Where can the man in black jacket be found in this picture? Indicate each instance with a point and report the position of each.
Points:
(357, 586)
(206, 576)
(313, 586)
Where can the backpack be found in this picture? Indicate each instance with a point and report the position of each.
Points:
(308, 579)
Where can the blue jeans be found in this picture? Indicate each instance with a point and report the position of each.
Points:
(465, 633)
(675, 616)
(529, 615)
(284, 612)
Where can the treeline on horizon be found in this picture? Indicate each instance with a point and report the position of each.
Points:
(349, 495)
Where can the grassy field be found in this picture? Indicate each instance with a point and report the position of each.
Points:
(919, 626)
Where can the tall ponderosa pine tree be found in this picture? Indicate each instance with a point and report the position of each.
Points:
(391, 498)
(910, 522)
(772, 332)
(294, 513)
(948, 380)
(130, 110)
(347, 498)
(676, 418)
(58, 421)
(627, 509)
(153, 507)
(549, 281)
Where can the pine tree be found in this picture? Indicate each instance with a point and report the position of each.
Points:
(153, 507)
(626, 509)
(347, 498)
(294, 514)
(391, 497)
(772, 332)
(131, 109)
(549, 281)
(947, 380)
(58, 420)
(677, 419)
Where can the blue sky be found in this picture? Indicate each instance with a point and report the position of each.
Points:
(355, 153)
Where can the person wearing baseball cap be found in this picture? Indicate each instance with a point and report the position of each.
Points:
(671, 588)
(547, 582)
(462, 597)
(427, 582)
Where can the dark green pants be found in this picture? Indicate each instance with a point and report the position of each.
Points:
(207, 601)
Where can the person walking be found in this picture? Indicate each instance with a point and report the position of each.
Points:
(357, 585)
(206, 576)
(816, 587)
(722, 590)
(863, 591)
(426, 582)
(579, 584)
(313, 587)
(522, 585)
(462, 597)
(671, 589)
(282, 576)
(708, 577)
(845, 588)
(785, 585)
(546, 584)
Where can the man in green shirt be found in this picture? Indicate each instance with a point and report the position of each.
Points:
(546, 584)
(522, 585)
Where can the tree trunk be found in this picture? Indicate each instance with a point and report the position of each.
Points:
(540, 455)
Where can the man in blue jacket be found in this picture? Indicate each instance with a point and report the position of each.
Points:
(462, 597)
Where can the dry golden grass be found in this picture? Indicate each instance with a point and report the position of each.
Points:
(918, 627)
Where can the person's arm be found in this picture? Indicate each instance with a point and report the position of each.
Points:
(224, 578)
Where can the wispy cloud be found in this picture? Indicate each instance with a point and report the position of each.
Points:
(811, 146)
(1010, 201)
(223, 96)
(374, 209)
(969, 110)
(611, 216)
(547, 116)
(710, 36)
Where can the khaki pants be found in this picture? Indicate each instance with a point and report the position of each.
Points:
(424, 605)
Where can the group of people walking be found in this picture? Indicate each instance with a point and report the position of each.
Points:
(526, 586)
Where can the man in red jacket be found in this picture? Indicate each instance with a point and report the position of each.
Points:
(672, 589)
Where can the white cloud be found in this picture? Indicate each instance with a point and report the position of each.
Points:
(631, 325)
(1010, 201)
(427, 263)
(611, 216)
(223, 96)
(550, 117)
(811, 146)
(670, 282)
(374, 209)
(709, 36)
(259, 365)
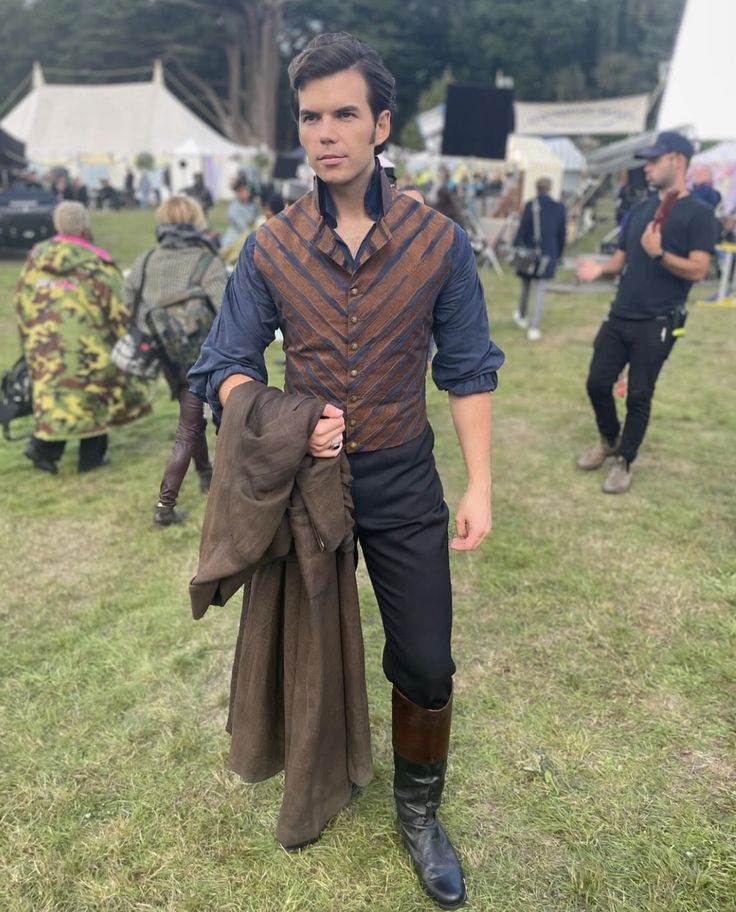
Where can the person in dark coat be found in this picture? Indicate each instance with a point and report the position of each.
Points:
(551, 243)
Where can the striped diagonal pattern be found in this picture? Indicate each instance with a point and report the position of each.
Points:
(358, 335)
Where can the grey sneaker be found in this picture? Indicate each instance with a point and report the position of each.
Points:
(595, 456)
(618, 480)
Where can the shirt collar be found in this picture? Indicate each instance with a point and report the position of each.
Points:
(375, 202)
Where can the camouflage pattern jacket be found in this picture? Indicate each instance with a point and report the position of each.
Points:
(70, 314)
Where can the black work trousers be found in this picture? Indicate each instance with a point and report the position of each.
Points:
(644, 345)
(190, 444)
(402, 526)
(92, 451)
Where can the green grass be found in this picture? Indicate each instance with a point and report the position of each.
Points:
(593, 762)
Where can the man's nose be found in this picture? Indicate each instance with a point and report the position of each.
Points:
(327, 130)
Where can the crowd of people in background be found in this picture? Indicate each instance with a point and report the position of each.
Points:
(183, 236)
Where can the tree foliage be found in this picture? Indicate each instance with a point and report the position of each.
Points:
(232, 54)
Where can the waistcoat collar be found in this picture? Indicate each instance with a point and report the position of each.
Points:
(378, 201)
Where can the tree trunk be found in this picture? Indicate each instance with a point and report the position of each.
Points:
(262, 26)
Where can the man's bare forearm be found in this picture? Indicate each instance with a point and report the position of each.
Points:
(471, 416)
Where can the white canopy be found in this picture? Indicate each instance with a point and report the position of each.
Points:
(536, 160)
(700, 80)
(62, 123)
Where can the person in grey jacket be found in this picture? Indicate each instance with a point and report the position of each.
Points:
(549, 239)
(160, 273)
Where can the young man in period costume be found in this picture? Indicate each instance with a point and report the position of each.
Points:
(359, 278)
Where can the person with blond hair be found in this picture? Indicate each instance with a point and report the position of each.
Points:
(183, 251)
(70, 314)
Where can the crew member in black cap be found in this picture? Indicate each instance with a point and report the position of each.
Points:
(665, 246)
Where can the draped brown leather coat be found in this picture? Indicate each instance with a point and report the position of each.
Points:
(280, 522)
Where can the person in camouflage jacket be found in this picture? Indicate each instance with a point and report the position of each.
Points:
(70, 314)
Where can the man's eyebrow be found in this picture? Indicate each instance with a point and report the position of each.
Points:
(345, 109)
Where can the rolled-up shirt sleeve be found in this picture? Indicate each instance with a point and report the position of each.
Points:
(242, 331)
(467, 358)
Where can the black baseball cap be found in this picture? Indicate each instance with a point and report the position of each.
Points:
(669, 141)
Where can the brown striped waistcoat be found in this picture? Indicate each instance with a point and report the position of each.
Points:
(359, 336)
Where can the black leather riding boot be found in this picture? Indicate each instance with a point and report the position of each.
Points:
(421, 739)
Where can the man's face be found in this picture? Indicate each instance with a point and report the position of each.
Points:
(661, 172)
(337, 129)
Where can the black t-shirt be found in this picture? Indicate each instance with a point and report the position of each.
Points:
(648, 289)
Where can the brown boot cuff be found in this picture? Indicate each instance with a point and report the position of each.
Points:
(420, 735)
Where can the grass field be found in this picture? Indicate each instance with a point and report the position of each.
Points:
(593, 762)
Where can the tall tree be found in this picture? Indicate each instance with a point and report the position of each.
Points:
(249, 31)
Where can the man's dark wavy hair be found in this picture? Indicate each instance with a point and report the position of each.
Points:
(333, 52)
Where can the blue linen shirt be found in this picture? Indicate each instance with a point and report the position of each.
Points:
(466, 360)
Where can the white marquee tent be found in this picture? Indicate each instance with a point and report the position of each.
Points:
(698, 91)
(113, 123)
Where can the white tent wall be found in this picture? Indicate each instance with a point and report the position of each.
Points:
(110, 125)
(573, 161)
(702, 71)
(534, 159)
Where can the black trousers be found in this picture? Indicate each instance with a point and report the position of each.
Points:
(91, 450)
(401, 524)
(644, 345)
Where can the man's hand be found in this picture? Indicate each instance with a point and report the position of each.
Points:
(473, 521)
(651, 240)
(329, 430)
(588, 270)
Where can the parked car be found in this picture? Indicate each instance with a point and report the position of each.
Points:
(25, 218)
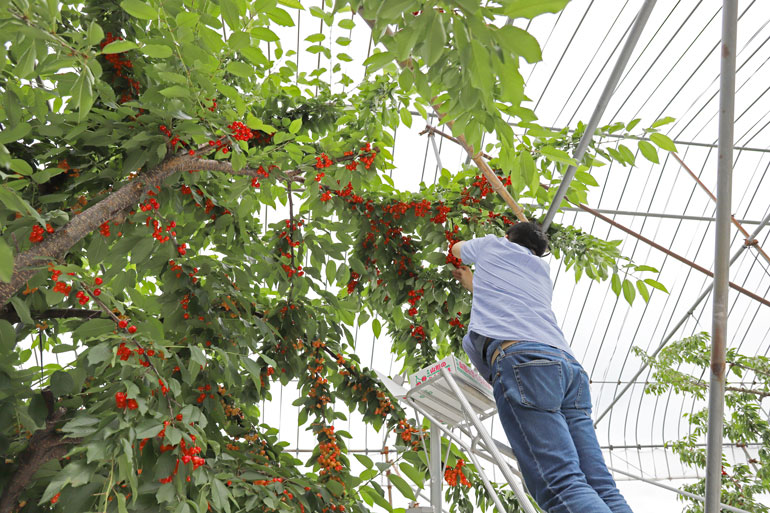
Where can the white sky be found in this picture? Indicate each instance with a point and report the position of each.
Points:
(672, 72)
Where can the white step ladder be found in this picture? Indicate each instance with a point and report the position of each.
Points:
(452, 396)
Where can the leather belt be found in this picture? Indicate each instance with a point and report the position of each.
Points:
(505, 344)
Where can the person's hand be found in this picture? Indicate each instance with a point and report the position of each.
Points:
(464, 275)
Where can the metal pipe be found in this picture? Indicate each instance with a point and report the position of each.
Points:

Task goal: Output only the lines from the one holding "Where can the white step" through the last line above, exactly as they appear.

Answer to this task:
Where can the white step ladder be found in this picture? Indicate each instance with a point and report the position of each.
Points:
(452, 396)
Where can the leather belt be found in this picture? Indicate each instance with a point and report the position of each.
Points:
(505, 344)
Where can the person's hand be found in this picture? Indicate each instance with a point and report the position of each.
Points:
(464, 275)
Where can the metal pipe be found in this picture? Indicate each instance with a point and report the position of each.
Points:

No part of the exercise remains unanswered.